Text ▸
Music (For A Film): Jonny Greenwood Of Radiohead Interviewed | The Quietus

Music (For A Film): Jonny Greenwood Of Radiohead Interviewed

The Unnatural World

Chris Woolfrey talks to a self-deprecating and musically curious Jonny Greenwood about his solo work of the last decade

On February 23, Radiohead’s Jonny Greenwood will take to Wapping Hydraulic Power Station; an incredible brick building, still housing its old machinery, that was until very recently the home of the Wapping Project arts centre. Alongside the London Contemporary Orchestra (LCO) Soloists, Greenwood will perform new works and excerpts from his film scores alongside compositions by J.S. Bach, Henry Purcell and the British composer Edmund Finnis.

The concert is a testament to his involvement in the classical tradition and further signals that Greenwood is a respected and popular composer in his own right – so it’s tempting to position his solo compositions as a departure from his involvement in Radiohead’s music.

But Greenwood’s contributions to Radiohead, recently and in the past, paint a more complex picture. There’s a hint of Krzysztof Penderecki in the choral keyboards of Ok Computer’s ‘Exit Music For A Film’, while the composer’s influence is more clearly heard in ‘Climbing Up The Walls’. At the same time, the brass arrangements for ‘The National Anthem’ and ‘Life In A Glasshouse’ suggest that Greenwood has a long held interest in, and talent for, more ambitious-than-your-average-band arrangements; and there’s his frequent use of the peculiar ondes Martenot, popularised by the composer Olivier Messiaen, which provides the incredible emotional pull on tracks like Hail To The Thief’s ‘Where I End And You Begin’ and Kid A’s ‘How To Disappear Completely’. We can also look back to the Ether Festival in 2005, when Thom Yorke joined Jonny Greenwood and the Nazareth Orchestra on stage, performing a new Radiohead song called ‘Arpeggi’.

It was unlike anything the band had yet released – but you can recognise it as the first iteration of ‘Weird Fishes/Apreggi’, from 2007’s In Rainbows. Where at Ether, strings rise and fall behind Thom Yorke’s vocals, the album replaces instruments with the voice of band guitarist Ed O’Brien; and while the central melodic progression is near identical on both versions, In Rainbows foregrounds guitars, burying the ondes Martenot which characterised the performance at the Ether Festival.

The dampening of that particular instrument is telling, because its relationship with Radiohead, and the bridge it builds between them and the composer Olivier Messiaen, is a neat symbol for Jonny Greenwood’s musical output. He confesses a long-held love for Messaien’s music and for the instrument, featuring it in his earliest solo compositions – ‘Smear’, ‘Piano For Children’ and ‘Popcorn Superhet Receiver’ in 2004 and 2005 – and on his scores for film, most prominently Paul Thomas Anderson’s acclaimed There Will Be Blood, which brought Greenwood’s solo compositions to a wider audience.

Greenwood has since scored the film adaptation of Haruki Murakami’s book Norwegian Wood, and We Need To Talk About Kevin, adapted from Lionel’s Shriver’s novel of the same name. In 2012, he worked with Paul Thomas Anderson again, scoring The Master, and is due to work on Anderson’s next movie, Inherent Vice.

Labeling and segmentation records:
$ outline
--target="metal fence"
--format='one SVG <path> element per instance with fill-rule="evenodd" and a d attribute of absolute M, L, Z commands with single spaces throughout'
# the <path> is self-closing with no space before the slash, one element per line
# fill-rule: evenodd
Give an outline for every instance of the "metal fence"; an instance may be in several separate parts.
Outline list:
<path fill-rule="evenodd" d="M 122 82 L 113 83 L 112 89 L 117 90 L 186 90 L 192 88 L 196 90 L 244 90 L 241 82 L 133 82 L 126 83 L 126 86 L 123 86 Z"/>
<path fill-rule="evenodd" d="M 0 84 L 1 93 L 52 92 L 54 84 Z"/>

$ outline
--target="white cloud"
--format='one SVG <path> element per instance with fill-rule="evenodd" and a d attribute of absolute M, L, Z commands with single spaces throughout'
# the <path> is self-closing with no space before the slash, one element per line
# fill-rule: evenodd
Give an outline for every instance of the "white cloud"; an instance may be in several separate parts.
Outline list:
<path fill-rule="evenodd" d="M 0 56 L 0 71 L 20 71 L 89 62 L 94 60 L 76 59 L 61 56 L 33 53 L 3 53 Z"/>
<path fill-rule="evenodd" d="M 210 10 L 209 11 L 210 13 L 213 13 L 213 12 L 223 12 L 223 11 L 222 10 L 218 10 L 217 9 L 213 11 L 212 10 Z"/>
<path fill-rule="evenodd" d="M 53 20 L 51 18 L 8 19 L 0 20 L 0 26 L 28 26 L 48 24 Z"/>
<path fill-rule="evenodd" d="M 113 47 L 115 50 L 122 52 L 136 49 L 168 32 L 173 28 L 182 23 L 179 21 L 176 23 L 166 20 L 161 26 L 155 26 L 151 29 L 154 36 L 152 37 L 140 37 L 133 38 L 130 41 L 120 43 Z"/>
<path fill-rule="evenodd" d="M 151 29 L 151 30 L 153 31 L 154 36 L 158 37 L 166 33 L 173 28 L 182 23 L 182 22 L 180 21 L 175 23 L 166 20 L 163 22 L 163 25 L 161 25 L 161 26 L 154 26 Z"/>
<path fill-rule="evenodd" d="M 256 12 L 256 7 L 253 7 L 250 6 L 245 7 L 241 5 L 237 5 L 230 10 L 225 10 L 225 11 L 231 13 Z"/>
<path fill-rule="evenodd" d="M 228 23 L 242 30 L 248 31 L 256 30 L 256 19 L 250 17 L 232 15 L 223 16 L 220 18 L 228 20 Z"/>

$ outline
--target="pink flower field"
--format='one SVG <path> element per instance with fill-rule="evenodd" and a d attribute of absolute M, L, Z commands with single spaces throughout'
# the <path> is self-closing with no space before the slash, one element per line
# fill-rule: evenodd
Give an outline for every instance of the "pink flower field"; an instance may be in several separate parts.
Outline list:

Short problem A ▸ In the Greenwood interview, which ensemble will perform alongside Greenwood at Wapping Hydraulic Power Station?
Short problem B ▸ From the Greenwood interview, extract the passage between "On February 23, Radiohead’s" and "in Radiohead’s music.", inclusive.

Exercise answer A ▸ The London Contemporary Orchestra (LCO) Soloists.

Exercise answer B ▸
On February 23, Radiohead’s Jonny Greenwood will take to Wapping Hydraulic Power Station; an incredible brick building, still housing its old machinery, that was until very recently the home of the Wapping Project arts centre. Alongside the London Contemporary Orchestra (LCO) Soloists, Greenwood will perform new works and excerpts from his film scores alongside compositions by J.S. Bach, Henry Purcell and the British composer Edmund Finnis.

The concert is a testament to his involvement in the classical tradition and further signals that Greenwood is a respected and popular composer in his own right – so it’s tempting to position his solo compositions as a departure from his involvement in Radiohead’s music.